▸ **REQUIREMENT 1**: Output the passage from the Little Women anime article starting at "This 68 minute" and ending at "U.S. HBO network.", copied word for word.

The novel tells of the lives of four young sisters Beth, Meg, Jo and Amy who are growing up in the small north American town of Concord during the Civil War. Their father has left to fight for the North so they help their mother and maid Hannah run the family home while also taking care of their neighbours and community.

This 68 minute Special was created as a pilot for a proposed on going TV series which aired the following year and was created, written and animated by much the same crew. All though the character designs remained the same the quality of animation dropped significantly due to the smaller budget afforded to TV series. The series ran for 26 episodes, each 25 minutes long.

The western release of the Toei adaptation has become somewhat confusing to chart due to the later arrival of another anime TV adaptation of the Little Women story which uses the same Japanese title. This unrelated 1987 version was written by Ghibli's Hayao Miyazaki and released in 1987 as part of the World Masterpiece Theatre series. Better looking and longer running than it's unrelated Toei predecessor it became somewhat of a TV hit in the early 1990's on the U.S. HBO network.

The Toei version had previously been shown on U.S. TV in 1986 and was released a year later on video by Vestron. It has since been re-released under the new title of Little Women's Christmas Story most likely in an attempt to capitalise on the success of the HBO series which premiered in '88. This production has been re-released in 1997 and 2001 and is one of the few of the videos on this site which are still in circulation in some form.

The English dub and distribution was handled by Anime Bargain Bin regulars
Harmony Gold.

The subsequent Four Sisters of Young Grass TV series never made it to TV in English although it was shown in Italy on the Italian Canale 5 TV station in 1982 under the title Piccole Donne (lit Small Women).

▸ **REQUIREMENT 2**: Count the lines in the records below that contain the string "suitcase", matching case exactly, and reply with only the number.

▸ **DATA SECTION**:
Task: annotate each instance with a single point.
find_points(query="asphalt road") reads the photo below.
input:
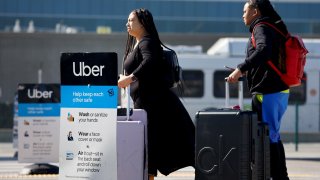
(303, 164)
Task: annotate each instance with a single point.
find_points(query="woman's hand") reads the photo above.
(124, 80)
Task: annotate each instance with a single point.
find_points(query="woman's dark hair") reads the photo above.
(146, 19)
(266, 9)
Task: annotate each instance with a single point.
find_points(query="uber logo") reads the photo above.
(39, 94)
(85, 70)
(219, 159)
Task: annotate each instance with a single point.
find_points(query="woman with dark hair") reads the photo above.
(269, 93)
(171, 132)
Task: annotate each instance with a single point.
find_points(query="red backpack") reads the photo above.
(295, 58)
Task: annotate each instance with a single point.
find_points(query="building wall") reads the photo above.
(23, 54)
(187, 16)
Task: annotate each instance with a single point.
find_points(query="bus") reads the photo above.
(204, 74)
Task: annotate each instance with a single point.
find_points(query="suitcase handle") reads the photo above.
(240, 94)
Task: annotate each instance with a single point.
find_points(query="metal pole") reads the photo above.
(297, 128)
(40, 76)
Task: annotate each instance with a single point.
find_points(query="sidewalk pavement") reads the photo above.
(303, 151)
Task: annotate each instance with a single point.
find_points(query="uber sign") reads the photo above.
(87, 68)
(39, 94)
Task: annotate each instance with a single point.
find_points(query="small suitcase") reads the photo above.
(231, 144)
(132, 144)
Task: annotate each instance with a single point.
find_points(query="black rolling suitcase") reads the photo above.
(231, 144)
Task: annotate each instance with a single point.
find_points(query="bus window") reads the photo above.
(219, 85)
(193, 83)
(298, 94)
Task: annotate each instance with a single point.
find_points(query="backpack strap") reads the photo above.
(254, 43)
(271, 25)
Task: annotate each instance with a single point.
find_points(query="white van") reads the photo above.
(205, 86)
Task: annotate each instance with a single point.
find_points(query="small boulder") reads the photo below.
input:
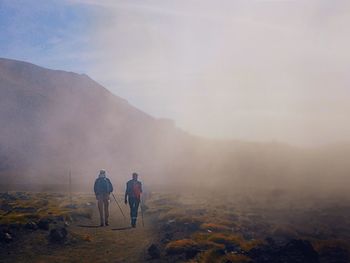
(31, 226)
(7, 238)
(58, 235)
(44, 224)
(154, 251)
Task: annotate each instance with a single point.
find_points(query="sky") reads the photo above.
(256, 70)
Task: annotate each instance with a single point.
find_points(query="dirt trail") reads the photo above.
(114, 243)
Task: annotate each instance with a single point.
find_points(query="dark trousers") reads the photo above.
(134, 207)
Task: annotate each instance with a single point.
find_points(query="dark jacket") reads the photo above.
(133, 189)
(103, 186)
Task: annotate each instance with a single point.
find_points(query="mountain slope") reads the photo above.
(54, 121)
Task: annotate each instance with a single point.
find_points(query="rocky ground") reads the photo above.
(43, 227)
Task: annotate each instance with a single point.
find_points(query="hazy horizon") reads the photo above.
(264, 71)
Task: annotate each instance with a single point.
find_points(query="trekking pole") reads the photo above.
(119, 206)
(143, 224)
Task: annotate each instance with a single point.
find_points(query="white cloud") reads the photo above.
(257, 70)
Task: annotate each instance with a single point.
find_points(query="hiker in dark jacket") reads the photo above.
(102, 188)
(133, 195)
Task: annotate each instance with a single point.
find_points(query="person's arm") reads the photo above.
(110, 186)
(95, 188)
(126, 194)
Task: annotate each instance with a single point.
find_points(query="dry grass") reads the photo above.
(43, 205)
(214, 227)
(180, 246)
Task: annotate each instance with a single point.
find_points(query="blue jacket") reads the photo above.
(103, 186)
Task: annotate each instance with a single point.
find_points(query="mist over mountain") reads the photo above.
(54, 121)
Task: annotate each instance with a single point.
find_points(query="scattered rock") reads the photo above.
(31, 226)
(185, 246)
(71, 206)
(6, 207)
(58, 235)
(154, 251)
(25, 209)
(44, 224)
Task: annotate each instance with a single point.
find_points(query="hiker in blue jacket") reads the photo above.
(133, 195)
(102, 188)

▸ **EXERCISE OUTPUT 1**:
This 68 minute Special was created as a pilot for a proposed on going TV series which aired the following year and was created, written and animated by much the same crew. All though the character designs remained the same the quality of animation dropped significantly due to the smaller budget afforded to TV series. The series ran for 26 episodes, each 25 minutes long.

The western release of the Toei adaptation has become somewhat confusing to chart due to the later arrival of another anime TV adaptation of the Little Women story which uses the same Japanese title. This unrelated 1987 version was written by Ghibli's Hayao Miyazaki and released in 1987 as part of the World Masterpiece Theatre series. Better looking and longer running than it's unrelated Toei predecessor it became somewhat of a TV hit in the early 1990's on the U.S. HBO network.

▸ **EXERCISE OUTPUT 2**: 3